Okuma Parçası:

Piyasalarda Yolunu Bulmaya Çalışanlar Aşure Sever misiniz? Kredi, Faiz, Banka, Tahvil! Her Şey Birbirine Girdi

Ekonomide olanlar hem işin içinde olanları hem de dışında olup anlamaya çalışanları yoruyor. Ekonomi yönetiminde alınan kararlar, en temel sorunu ve çıkış nedenini görmezden gelerek etrafında dolanmakla gitgide spiral haline dönüşüyor. Bu labirentten çıkmaya çalışanlar ise yolunu bulmakta zorlanıyor. Artık labirentin üreticisi konumundakiler de bu konuda zorlanırken, zaten durum iktisattan çıkarak mühendislikteki akışkanlar mekaniğine vardı. Yani iktisadi olarak söylenen tek şey 'faizin doğru zamanda ve doğru oranda belirlenmesi' olurken, konut, otomobil fiyatlarını belirleme, kiraya sınırlama, döviz alımını takip etme, satışını düzenleme, ihracatçıların gelirleri, KKM, mevduatta ZK indirme, krediye ZK bindirme, o tahvilden bu tahvile, KDV'de indirim, marketlere denetim her türlü yolu deniyoruz. Kısaca İstanbul'dan Edirne'ye gitmek için Kars'a gidip uçağa biniyoruz.

Verilen Satırlar:
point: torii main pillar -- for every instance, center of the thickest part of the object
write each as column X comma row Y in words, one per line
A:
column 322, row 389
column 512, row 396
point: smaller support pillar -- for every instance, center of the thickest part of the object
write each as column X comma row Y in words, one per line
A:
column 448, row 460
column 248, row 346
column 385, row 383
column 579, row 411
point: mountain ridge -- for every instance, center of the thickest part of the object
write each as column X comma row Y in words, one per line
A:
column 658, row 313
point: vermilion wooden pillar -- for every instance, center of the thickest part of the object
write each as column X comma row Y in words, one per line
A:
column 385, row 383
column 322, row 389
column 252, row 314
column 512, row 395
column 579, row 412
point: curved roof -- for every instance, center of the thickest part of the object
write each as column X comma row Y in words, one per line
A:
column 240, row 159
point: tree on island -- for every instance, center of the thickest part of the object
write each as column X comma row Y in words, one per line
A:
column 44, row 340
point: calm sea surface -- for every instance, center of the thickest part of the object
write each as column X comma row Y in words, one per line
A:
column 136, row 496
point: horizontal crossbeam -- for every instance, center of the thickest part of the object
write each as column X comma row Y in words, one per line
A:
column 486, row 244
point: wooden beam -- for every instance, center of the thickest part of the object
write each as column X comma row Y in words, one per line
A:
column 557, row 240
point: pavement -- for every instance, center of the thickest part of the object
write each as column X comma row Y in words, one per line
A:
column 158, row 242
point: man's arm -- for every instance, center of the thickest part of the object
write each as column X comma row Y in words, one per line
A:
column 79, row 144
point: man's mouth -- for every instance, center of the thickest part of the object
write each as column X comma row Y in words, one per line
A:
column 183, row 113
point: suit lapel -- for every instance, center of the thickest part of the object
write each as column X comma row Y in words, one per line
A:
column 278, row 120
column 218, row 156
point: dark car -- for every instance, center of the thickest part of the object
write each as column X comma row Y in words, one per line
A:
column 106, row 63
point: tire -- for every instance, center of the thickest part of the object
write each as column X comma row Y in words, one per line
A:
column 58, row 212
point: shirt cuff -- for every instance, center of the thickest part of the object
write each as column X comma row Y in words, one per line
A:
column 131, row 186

Hedefler:
A: Ekonomi yazısında adı geçen şehirleri sıralayın.
B: Lütfen İngilizce satırları "point: smaller support" ifadesini içeren satırdan başlayıp "column 579, row 411" ifadesini içeren satırdan sonra durarak iki sütunlu bir CSV'ye aktarın. Sütunlar görev ve değer olsun; her görev metni ve cevabı birer CSV satırında, her alan tırnak içinde, satır sonları boşluğa çevrilmiş olarak yer alsın.

Görevlere Göre Cevaplar:
A: İstanbul, Edirne, Kars

B:
görev,değer
"point: smaller support pillar -- for every instance, center of the thickest part of the object write each as column X comma row Y in words, one per line A:","column 448, row 460 column 248, row 346 column 385, row 383 column 579, row 411"